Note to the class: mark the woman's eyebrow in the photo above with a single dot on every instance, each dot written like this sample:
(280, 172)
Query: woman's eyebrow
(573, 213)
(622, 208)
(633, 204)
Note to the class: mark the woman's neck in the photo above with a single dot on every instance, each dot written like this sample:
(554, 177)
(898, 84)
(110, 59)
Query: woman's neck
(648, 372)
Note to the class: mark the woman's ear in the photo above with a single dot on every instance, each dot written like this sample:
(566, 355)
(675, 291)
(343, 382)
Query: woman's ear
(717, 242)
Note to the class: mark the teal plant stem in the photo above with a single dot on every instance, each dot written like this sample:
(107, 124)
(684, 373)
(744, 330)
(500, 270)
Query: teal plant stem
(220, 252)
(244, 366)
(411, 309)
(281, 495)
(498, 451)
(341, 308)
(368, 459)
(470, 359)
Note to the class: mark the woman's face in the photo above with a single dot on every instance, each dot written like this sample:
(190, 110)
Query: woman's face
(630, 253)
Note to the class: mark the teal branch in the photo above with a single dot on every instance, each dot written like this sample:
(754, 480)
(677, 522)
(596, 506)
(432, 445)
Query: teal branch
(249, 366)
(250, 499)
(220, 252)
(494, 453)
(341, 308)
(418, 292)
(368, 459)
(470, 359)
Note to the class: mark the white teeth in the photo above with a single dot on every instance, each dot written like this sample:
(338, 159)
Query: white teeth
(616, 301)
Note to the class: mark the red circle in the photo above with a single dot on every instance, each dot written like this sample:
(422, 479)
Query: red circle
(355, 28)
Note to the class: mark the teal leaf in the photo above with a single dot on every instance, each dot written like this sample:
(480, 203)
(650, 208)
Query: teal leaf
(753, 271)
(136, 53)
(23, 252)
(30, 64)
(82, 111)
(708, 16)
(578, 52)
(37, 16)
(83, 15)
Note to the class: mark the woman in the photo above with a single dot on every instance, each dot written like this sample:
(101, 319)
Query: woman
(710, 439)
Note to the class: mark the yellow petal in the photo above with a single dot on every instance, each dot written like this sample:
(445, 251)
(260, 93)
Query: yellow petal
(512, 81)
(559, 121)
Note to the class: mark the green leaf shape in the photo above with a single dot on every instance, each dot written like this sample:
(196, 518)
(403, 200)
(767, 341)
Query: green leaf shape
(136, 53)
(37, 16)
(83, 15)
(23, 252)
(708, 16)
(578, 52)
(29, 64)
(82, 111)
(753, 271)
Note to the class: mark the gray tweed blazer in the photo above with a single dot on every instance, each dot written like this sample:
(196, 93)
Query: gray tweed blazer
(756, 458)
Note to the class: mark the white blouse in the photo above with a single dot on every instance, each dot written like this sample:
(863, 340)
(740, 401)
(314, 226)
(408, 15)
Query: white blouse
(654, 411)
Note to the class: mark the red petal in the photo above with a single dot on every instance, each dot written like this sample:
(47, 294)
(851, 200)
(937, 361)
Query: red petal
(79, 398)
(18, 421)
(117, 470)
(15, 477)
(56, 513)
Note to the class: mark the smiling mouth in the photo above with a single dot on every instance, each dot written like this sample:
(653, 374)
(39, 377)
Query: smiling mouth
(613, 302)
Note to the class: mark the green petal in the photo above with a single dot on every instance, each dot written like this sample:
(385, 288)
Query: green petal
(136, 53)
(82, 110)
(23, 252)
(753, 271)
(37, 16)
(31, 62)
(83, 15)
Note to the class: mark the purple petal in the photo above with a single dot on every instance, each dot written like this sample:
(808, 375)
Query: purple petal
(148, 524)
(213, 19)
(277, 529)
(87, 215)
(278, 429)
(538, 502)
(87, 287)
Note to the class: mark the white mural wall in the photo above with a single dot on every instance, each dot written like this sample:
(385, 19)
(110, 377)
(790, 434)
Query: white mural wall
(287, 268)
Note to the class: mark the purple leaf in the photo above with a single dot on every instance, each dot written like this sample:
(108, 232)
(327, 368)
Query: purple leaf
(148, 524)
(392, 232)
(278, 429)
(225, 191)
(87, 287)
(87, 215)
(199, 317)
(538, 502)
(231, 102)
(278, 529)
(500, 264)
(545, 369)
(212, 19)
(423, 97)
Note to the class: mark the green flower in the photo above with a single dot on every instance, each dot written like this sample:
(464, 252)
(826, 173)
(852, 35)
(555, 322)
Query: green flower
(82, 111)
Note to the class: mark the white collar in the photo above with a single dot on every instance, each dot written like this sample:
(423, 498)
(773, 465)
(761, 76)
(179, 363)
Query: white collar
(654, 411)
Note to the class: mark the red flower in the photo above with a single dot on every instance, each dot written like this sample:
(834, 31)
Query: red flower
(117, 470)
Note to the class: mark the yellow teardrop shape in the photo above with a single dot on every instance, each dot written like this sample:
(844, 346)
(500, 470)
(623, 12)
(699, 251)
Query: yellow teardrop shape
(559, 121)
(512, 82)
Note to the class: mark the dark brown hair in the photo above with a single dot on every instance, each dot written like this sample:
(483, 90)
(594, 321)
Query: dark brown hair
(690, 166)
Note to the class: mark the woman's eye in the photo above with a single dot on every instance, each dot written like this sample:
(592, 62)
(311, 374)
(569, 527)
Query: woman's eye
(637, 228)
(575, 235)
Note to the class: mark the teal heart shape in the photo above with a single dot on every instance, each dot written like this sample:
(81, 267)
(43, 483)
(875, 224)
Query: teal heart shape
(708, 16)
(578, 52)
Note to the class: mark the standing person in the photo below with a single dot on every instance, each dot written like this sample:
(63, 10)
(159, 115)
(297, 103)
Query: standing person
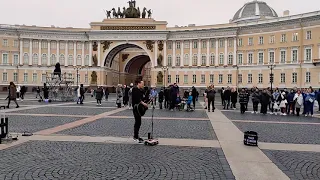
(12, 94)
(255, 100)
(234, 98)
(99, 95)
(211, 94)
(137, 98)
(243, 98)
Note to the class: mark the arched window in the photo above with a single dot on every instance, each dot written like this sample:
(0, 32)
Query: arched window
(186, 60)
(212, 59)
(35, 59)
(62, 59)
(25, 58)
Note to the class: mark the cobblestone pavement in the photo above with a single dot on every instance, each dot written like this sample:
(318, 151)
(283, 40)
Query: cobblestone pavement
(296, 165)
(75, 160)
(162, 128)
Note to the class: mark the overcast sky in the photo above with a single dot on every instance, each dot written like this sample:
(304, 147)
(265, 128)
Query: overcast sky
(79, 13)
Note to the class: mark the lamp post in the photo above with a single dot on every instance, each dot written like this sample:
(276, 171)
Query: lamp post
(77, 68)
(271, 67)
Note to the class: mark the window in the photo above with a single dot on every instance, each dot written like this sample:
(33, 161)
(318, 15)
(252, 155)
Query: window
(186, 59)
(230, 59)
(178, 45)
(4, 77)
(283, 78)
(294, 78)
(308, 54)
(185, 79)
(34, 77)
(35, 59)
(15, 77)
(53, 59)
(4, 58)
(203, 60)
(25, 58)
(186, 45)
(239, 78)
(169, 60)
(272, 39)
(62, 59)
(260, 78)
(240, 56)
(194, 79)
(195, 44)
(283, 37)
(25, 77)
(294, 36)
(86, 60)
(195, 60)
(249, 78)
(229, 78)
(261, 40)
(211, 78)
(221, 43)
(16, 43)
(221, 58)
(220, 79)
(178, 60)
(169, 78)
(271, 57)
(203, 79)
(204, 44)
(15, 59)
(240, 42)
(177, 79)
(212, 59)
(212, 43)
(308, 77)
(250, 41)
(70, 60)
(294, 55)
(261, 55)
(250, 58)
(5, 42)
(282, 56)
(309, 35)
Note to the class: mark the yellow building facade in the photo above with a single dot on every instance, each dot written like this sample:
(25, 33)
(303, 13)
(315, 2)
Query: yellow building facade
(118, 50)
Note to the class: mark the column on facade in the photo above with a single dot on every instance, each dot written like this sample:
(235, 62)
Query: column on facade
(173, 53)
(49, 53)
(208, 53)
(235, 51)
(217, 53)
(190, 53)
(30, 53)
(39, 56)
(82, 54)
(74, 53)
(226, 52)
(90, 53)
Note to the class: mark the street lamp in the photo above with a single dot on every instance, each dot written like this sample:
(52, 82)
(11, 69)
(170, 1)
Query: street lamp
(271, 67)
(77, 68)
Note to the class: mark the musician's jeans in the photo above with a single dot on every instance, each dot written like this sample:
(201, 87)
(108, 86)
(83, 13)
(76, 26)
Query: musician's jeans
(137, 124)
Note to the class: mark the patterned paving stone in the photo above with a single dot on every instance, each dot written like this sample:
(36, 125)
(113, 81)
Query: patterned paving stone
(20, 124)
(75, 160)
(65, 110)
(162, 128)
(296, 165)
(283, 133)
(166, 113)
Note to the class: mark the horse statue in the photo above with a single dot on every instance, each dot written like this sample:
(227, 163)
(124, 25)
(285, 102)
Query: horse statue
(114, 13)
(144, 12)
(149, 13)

--

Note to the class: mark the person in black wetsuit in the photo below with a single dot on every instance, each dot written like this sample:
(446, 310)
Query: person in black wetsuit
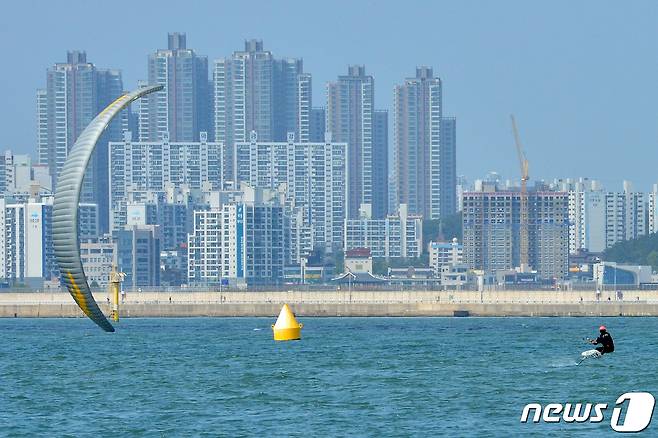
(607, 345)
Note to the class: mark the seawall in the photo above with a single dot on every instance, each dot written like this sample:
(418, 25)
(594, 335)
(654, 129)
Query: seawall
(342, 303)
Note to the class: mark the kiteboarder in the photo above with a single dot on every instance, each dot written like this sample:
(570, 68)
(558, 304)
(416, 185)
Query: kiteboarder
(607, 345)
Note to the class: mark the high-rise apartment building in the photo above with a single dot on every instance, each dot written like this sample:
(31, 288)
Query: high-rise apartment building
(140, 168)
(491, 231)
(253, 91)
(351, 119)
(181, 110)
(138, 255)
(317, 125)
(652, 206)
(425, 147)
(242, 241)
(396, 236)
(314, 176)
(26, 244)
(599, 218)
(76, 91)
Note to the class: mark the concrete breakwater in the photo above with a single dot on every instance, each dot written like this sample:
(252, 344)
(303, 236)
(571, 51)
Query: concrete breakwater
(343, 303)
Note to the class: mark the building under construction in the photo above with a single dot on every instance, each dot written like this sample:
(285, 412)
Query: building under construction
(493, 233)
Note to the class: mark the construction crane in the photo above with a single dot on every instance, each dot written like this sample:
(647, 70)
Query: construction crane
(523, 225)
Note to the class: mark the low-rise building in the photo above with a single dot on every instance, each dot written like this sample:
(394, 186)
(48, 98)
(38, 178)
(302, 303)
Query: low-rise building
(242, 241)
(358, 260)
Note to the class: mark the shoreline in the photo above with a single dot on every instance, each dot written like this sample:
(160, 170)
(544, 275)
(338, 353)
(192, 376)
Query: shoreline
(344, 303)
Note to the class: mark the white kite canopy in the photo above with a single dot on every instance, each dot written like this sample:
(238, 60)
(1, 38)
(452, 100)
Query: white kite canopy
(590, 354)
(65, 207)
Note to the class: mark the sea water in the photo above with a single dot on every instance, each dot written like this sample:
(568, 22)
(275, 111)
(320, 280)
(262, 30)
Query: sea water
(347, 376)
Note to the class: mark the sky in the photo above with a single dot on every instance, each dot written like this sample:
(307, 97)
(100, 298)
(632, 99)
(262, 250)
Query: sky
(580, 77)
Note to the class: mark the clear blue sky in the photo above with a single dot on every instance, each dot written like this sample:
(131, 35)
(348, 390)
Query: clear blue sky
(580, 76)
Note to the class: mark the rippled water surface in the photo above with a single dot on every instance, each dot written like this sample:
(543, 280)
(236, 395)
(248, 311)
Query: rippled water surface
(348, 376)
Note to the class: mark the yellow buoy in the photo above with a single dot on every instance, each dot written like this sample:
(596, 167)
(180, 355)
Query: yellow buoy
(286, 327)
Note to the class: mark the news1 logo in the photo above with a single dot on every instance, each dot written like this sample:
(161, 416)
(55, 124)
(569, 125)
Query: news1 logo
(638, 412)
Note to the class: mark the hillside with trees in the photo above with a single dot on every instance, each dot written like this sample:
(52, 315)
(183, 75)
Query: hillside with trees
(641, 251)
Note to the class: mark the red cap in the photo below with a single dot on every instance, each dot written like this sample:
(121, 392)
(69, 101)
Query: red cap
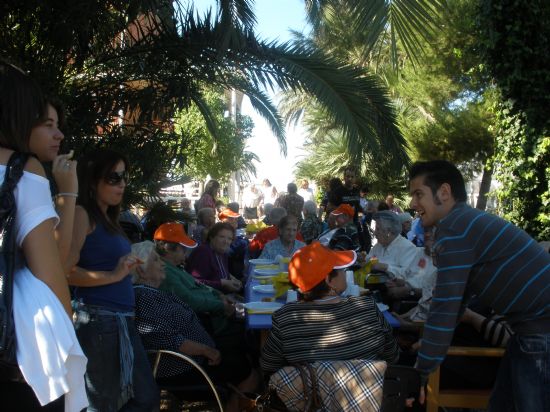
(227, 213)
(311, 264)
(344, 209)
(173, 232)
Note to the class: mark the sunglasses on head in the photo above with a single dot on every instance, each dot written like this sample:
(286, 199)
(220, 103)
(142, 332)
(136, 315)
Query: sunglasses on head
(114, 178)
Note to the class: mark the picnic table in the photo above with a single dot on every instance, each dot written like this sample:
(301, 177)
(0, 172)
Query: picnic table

--

• [Exercise goal]:
Recast the part of the data that opens with the line containing "Note to the class: mark the sunglasses" and closes with the line containing "Query: picnic table", both included, as a Markdown table. Use the columns Row and Line, with each line numbered and blank lines left out.

• [Exercise response]:
| Row | Line |
|---|---|
| 1 | Note to the class: mark the sunglasses on head in the photo above with a single dot on every instance, each dot written like this sample: |
| 2 | (286, 199) |
| 3 | (220, 103) |
| 4 | (142, 332) |
| 5 | (136, 315) |
| 6 | Query: sunglasses on head |
| 7 | (114, 178) |
| 8 | Note to the class: mark the picnic table in the photo above with a single dot on every instance, each dot written like this sample: |
| 9 | (301, 177) |
| 10 | (0, 172) |
| 11 | Query: picnic table |